The response must consist of every line of the listing, reproduced verbatim.

▬▬▬

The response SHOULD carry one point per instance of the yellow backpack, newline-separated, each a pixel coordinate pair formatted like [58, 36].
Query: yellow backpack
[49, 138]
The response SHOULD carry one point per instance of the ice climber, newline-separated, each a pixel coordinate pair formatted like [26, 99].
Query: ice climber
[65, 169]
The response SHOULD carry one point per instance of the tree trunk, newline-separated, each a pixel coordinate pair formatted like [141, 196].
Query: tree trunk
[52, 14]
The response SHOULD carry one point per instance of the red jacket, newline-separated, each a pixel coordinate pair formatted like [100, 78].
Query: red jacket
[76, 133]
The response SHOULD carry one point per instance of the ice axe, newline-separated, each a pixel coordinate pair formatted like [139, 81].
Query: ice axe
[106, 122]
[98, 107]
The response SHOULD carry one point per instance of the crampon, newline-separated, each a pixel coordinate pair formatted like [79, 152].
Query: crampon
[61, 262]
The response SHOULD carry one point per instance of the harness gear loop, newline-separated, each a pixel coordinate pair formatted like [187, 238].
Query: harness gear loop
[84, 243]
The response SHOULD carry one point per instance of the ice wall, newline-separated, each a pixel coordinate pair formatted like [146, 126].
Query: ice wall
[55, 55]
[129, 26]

▬▬▬

OUTPUT FOR THIS TASK:
The response SHOULD carry one point per instance of the yellow backpack, newline-separated, each a pixel coordinate pair formatted like [58, 36].
Query: yellow backpack
[49, 138]
The response SHOULD carry one point per instance of the ice climber, newline-separated, each a pixel coordinate pair formatted like [26, 99].
Query: ice climber
[65, 169]
The response SHOULD carry one point per instance of the tree trunk, newline-separated, each a pixel coordinate pair formatted like [141, 196].
Query: tree trunk
[52, 14]
The response SHOULD carry one point per instance of the red jacket, newline-separated, each a pixel coordinate pair formatted like [100, 78].
Query: red jacket
[76, 133]
The response SHOULD carry one point per instance of the ice axe, newline-separated, each a pixel coordinate pair formatted like [139, 81].
Query: ice axe
[106, 122]
[98, 107]
The response SHOULD carry one point per instance of the crampon, newline-separated, each a pixel coordinate pair formatted like [79, 152].
Query: crampon
[61, 262]
The response SHOULD carry one point per instance of the harness gear loop, newline-separated, each a pixel coordinate pair formatted like [187, 238].
Query: harness gear loop
[84, 243]
The response SHOULD carry one point per instance of the ice wall, newline-separated, each a pixel coordinate pair formatted like [146, 126].
Query: ice wall
[55, 55]
[129, 26]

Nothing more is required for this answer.